*DIRECTIONS FOR THIS TASK*
Repeat the records below word for word, everything from the line containing "instance of the sky" down to the end of the records, with both ends included.

*DATA FOR THE TASK*

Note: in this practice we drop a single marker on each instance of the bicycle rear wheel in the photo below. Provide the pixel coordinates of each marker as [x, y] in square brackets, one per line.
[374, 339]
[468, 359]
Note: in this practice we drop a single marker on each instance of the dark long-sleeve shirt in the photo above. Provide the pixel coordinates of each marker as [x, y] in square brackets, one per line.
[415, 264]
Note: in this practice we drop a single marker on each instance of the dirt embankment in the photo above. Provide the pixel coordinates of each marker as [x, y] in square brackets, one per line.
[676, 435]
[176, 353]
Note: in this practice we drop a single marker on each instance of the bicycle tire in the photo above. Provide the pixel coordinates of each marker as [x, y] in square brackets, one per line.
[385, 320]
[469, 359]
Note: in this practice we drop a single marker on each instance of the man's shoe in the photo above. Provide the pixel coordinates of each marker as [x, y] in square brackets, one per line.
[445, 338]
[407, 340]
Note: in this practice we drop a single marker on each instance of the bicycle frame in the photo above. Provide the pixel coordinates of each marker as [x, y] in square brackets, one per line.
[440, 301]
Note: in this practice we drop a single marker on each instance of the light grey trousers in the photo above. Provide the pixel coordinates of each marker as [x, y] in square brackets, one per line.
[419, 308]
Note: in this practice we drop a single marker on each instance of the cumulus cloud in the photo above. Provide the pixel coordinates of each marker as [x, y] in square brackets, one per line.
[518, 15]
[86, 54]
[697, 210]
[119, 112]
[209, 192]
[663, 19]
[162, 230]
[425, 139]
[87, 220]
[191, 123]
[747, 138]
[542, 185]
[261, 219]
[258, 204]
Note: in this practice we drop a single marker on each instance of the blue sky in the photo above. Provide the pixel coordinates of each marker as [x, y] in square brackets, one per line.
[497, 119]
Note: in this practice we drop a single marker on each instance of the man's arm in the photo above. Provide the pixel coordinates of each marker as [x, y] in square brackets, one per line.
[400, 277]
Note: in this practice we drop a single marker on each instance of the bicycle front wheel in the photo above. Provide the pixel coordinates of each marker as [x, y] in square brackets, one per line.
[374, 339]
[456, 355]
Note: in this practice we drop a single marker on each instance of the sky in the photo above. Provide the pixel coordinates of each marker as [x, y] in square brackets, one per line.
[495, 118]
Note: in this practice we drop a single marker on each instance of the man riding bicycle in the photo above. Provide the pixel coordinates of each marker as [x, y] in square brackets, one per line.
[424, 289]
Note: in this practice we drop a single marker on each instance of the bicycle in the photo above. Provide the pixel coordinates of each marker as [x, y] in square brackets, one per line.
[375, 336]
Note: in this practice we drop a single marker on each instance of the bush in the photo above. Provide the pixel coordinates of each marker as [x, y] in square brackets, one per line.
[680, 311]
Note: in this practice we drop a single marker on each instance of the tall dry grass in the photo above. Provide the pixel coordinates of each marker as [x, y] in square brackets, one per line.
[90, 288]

*EXERCISE OUTPUT*
Note: in this practice we drop a single marker on each instance of the sky in the photo above. Provide the pixel coordinates of each marker as [x, y] in square brackets, one per line.
[495, 118]
Note: in this practice we drop a single marker on each instance of the man riding bicycle in the photo above. Provide the pixel coordinates of each marker as [x, y] in square brackets, one per line.
[424, 289]
Note: in this practice we drop a single marker on each instance of the bicycle in the photo above. Provide the pixel coordinates of each marker as [x, y] in square brackets, one per line.
[375, 336]
Note: in this practice we drop a single marker on each instance of the bush in the photo above. Provide the pixel coordinates of each marker as [x, y] in square brackets, one per line.
[680, 311]
Note: in this practice we drop a single marker on each instance of the tall dry grass in the photo above. Provide the pixel coordinates of each marker as [x, y] in square brackets, one per line.
[90, 288]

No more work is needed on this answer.